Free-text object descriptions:
━━━

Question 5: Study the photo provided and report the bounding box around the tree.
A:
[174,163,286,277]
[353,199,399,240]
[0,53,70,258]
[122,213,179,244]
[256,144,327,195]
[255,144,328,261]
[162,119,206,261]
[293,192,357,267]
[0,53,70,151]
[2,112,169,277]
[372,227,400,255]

━━━

Work to be completed
Set down every entry again, word for word.

Written solution
Question 5: Study the photo provided and report the bounding box around the tree.
A:
[174,163,286,277]
[353,199,399,240]
[0,53,70,258]
[122,213,179,244]
[256,144,327,195]
[255,144,328,261]
[162,119,206,261]
[293,192,357,267]
[0,53,70,151]
[2,112,169,277]
[372,227,400,255]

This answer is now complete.